[Rows from a box labeling dataset]
## START

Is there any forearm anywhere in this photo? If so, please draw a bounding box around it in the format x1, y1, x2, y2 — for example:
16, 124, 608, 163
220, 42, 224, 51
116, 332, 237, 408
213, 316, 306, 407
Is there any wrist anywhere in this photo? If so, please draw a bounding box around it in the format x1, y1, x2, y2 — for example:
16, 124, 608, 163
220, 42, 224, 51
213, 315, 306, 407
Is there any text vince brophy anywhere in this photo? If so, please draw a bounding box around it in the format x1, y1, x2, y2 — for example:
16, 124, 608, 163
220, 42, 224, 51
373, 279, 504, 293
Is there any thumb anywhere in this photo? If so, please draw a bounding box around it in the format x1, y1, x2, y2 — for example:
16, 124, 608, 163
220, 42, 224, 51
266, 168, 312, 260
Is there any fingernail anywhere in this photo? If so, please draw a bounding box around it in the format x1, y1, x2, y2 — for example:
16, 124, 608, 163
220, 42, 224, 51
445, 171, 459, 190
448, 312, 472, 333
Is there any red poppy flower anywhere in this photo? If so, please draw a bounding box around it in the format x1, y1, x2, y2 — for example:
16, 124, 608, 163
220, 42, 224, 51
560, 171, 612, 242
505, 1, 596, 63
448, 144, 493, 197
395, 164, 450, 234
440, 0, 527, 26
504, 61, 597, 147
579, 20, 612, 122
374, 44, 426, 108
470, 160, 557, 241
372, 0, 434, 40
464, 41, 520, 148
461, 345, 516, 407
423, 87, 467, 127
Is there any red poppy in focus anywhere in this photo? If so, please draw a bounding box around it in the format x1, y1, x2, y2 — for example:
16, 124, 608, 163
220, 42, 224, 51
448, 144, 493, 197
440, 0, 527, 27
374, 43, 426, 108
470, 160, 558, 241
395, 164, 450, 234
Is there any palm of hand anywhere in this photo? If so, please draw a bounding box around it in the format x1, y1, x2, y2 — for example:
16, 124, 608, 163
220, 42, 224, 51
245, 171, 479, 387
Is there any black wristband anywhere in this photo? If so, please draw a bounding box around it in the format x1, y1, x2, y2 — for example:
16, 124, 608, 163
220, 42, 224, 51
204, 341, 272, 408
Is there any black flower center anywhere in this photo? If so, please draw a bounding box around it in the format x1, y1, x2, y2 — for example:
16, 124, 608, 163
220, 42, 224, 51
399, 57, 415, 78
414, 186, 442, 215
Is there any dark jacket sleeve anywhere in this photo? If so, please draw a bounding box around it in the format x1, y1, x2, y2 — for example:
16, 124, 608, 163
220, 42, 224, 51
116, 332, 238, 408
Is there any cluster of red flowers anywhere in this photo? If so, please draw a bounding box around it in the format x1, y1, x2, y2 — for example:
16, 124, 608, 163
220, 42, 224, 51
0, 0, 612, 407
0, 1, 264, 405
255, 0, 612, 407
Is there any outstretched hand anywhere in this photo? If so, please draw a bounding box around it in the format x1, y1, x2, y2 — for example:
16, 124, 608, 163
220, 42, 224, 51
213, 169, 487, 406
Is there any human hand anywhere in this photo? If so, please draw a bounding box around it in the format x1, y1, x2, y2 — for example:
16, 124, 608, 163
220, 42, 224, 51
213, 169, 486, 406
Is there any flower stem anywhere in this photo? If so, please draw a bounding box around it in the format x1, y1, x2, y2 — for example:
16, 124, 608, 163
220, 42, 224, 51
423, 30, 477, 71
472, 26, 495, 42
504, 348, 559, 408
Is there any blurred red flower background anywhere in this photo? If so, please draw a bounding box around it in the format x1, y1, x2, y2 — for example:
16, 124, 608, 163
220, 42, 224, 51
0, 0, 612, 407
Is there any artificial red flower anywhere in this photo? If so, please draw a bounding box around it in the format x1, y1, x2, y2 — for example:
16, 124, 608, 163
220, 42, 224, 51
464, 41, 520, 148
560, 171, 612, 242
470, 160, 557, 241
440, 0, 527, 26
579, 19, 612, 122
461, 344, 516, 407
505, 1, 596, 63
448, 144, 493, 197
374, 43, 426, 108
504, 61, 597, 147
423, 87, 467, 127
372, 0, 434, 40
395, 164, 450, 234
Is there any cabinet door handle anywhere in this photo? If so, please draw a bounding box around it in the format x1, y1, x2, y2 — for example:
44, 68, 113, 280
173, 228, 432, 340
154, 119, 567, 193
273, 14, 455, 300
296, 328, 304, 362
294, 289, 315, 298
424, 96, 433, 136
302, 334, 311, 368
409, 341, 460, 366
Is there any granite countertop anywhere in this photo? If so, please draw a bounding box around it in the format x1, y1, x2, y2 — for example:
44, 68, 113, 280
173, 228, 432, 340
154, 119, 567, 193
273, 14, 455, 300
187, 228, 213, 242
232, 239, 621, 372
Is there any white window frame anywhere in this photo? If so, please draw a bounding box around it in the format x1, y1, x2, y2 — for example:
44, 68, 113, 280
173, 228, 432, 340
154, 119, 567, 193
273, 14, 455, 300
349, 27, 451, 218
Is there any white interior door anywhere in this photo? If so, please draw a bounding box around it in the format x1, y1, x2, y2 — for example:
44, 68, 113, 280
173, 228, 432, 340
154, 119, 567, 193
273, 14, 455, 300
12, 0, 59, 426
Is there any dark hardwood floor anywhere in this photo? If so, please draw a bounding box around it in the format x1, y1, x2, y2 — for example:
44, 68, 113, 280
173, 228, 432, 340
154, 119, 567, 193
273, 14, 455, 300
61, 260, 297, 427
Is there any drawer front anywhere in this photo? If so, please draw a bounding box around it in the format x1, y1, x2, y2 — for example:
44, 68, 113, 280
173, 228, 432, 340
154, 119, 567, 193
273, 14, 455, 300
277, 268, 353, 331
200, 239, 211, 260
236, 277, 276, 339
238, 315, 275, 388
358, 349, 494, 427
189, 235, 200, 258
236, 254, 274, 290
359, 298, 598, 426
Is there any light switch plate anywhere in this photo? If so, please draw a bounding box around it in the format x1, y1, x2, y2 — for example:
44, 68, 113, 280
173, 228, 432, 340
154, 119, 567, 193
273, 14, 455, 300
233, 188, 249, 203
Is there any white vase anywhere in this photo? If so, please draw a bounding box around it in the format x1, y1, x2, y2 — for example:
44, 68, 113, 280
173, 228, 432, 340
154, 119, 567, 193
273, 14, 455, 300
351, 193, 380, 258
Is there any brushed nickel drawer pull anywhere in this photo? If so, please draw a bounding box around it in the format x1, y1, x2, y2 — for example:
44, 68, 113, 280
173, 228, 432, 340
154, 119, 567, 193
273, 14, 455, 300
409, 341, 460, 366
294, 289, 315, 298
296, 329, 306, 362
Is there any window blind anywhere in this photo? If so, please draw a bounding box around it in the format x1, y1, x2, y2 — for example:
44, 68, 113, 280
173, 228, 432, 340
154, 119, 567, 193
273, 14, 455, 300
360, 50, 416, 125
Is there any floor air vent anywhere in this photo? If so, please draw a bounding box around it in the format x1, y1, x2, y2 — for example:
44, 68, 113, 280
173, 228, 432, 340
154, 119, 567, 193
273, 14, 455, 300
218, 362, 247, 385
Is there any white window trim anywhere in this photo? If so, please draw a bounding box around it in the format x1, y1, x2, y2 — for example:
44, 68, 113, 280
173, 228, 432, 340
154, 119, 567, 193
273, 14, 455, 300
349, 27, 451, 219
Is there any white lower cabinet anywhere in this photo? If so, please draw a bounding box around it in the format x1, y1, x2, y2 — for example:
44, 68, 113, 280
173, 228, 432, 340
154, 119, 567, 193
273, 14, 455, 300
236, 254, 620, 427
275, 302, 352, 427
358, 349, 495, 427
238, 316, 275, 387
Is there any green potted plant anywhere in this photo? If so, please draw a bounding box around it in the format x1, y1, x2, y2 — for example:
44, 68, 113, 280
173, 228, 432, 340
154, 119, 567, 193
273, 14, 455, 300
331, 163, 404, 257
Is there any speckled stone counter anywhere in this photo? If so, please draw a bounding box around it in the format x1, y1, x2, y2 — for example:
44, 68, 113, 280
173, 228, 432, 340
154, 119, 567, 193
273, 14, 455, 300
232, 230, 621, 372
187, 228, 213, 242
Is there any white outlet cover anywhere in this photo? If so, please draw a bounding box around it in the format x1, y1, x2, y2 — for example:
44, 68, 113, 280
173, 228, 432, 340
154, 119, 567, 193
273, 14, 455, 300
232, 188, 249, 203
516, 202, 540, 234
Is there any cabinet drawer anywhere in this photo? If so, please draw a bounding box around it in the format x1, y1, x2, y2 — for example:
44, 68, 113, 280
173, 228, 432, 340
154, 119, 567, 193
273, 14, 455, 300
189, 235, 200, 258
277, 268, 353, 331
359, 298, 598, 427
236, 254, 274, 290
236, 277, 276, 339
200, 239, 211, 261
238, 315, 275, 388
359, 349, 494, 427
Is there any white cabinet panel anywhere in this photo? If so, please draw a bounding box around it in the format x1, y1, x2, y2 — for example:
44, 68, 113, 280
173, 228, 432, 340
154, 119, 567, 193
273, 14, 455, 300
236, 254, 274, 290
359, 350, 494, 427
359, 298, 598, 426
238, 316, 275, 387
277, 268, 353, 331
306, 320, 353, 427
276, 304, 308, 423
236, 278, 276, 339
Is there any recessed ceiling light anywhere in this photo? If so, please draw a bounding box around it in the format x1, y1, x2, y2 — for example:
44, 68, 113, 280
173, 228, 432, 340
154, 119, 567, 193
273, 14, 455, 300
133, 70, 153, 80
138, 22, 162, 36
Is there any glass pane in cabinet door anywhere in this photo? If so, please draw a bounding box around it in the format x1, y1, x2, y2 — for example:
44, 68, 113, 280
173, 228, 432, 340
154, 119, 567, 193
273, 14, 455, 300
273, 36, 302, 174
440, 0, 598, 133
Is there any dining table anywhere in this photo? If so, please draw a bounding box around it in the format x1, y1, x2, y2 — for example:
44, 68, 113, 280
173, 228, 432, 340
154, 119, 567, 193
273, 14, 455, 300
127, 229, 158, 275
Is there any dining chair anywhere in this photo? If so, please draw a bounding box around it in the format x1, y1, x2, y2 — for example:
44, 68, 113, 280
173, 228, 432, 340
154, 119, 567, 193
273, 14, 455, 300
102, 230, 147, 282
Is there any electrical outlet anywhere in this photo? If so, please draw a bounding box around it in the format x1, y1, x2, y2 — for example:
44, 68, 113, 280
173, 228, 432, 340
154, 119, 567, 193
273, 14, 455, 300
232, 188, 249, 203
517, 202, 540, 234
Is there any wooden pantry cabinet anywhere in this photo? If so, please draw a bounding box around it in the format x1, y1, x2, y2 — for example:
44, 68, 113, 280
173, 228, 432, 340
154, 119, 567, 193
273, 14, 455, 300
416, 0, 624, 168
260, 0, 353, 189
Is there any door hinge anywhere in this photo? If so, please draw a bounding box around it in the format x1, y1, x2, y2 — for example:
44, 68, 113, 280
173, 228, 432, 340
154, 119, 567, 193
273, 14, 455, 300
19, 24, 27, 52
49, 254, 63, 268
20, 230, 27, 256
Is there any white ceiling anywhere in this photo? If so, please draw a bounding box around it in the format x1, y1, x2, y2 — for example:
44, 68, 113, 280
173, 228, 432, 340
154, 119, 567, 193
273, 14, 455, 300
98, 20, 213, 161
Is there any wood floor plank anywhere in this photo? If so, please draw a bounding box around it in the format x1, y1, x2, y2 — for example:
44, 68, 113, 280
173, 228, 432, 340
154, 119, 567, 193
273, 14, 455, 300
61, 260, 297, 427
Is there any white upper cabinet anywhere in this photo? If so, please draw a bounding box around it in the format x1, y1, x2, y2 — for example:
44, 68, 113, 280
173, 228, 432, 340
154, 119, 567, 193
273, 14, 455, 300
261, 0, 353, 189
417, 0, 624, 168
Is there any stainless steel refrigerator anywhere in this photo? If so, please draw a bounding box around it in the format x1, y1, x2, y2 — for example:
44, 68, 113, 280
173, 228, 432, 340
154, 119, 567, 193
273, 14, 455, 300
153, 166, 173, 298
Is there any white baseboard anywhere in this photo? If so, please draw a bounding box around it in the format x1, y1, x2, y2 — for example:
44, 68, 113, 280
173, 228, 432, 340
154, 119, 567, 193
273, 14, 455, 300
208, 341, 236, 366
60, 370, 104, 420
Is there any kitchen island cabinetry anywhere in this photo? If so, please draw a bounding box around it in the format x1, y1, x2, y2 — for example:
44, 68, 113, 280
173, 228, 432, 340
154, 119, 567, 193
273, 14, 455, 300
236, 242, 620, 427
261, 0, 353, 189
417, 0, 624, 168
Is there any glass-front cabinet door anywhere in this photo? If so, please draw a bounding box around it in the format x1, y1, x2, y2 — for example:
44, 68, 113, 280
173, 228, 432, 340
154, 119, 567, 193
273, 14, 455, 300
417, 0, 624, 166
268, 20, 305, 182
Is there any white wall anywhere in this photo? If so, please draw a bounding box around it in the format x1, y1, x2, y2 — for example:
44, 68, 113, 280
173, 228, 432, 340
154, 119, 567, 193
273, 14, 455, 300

## END

§ What is asked
Copy out the lines from the first one through the line containing "266, 168, 312, 260", changing every "bounding box" to "rectangle" and leaving everything else as it is.

§ Finished answer
Is there any forearm anywhere in this photo? If so, please draw a rectangle around it in the format x1, y1, x2, y2 — for example:
16, 124, 608, 163
220, 42, 224, 51
116, 332, 237, 408
213, 316, 306, 407
Is there any wrist anywhere in this photo? If so, please draw a rectangle around it in the format x1, y1, x2, y2 — for example:
16, 124, 608, 163
220, 42, 224, 51
213, 315, 306, 407
Is there any text vince brophy anywhere in this photo? If so, please draw a rectangle around it in the format x1, y1, x2, y2 — for example:
16, 124, 608, 163
220, 42, 224, 51
373, 279, 504, 293
Is there any thumb anywhere in this photo? If so, please draw a rectangle around it in the format x1, y1, x2, y2 — for example:
16, 124, 608, 163
220, 42, 224, 51
266, 168, 312, 260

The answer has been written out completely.